### DIRECTIONS:
Copy each entry as it stands, leaving nothing out.

### RECORDS FOR THE TASK:
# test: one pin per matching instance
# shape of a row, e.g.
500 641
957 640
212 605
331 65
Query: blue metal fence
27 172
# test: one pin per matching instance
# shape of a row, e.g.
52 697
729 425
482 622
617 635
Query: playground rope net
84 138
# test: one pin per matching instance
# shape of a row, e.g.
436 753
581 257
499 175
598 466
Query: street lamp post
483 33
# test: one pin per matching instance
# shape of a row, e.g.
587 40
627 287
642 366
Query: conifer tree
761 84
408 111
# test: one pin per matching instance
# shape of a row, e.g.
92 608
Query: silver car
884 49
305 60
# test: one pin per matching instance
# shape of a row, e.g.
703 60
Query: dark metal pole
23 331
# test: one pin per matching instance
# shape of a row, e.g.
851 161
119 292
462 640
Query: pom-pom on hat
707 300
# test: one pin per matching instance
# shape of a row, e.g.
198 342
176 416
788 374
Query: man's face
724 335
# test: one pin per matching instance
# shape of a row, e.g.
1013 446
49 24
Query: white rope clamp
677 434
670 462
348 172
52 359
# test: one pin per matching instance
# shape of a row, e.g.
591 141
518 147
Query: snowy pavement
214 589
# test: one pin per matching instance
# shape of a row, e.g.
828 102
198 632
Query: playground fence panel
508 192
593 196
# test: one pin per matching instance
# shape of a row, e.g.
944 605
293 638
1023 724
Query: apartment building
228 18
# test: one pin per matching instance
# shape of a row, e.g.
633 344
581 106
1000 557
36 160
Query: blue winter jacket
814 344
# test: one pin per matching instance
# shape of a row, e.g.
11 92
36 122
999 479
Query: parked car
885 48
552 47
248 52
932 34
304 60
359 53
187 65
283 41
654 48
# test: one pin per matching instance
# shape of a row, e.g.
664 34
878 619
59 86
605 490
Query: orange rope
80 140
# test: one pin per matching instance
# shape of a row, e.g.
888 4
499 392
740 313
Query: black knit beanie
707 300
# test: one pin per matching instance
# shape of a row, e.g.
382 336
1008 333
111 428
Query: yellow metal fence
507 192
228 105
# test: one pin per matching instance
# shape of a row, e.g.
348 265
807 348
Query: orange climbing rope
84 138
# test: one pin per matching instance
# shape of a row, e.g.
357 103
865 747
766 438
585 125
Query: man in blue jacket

### REPLY:
# test: one pin per matching instance
# shape of a row, e.g.
500 641
957 640
212 605
331 65
Query: blue metal fence
27 172
# test: one pin per matching instance
# shape of a row, e.g.
52 697
729 425
482 622
617 635
Query: playground rope net
84 138
# test: one pin per matching instance
# shape of a row, e.g.
436 753
581 257
499 175
598 466
Query: street lamp post
483 33
# test: one pin per matching instance
# shape of a row, e.g.
587 40
627 287
642 366
Query: conifer tree
761 84
408 111
# test: one pin per matching instance
# shape of a row, e.g.
92 608
Query: silver car
884 49
305 60
# test: one pin per matching instance
# shape of a row, e.g.
703 60
Query: dark metal pole
23 331
# test: one pin per matching instance
# shape of a row, e.g.
851 161
119 292
462 640
Query: pom-pom on hat
707 300
# test: one pin per matching instance
# shape of a row, e.g.
198 342
176 416
788 374
Query: man's face
724 335
# test: one pin per matching instance
# shape of a row, e.g.
1013 446
49 24
Query: white rope clamp
677 434
670 462
348 172
52 359
# test: one pin per matching instance
# shape of a row, e.g.
591 141
518 147
Query: snowy pavement
214 589
# test: one pin per matching instance
# shape of a row, e.g.
828 102
198 632
Query: playground fence panel
508 192
593 196
# test: one pin per matching instance
# shape of a row, e.g.
944 605
293 638
1023 724
Query: apartment building
228 18
# test: one pin per matching instance
# shape of a row, e.g.
633 344
581 106
1000 557
36 160
Query: blue winter jacket
814 344
# test: one pin per matching instance
# shape of a row, e.g.
11 92
36 122
999 479
Query: parked car
885 48
552 47
248 52
932 34
304 60
359 53
187 65
283 41
654 48
# test: one pin per matching instance
# shape of a row, e.g.
664 34
878 619
59 86
605 490
Query: orange rope
80 140
# test: one pin per matching instance
# shape of a row, e.g.
888 4
499 392
740 313
Query: black knit beanie
707 300
# test: one pin per matching instance
# shape of a row, e.g.
382 336
1008 333
111 428
Query: yellow metal fence
507 192
228 105
# test: one pin per matching instance
# shape of a row, e.g.
348 265
807 348
Query: orange climbing rope
84 138
# test: one pin per matching instance
# shape of a row, e.g.
357 103
865 747
766 438
585 125
Query: man in blue jacket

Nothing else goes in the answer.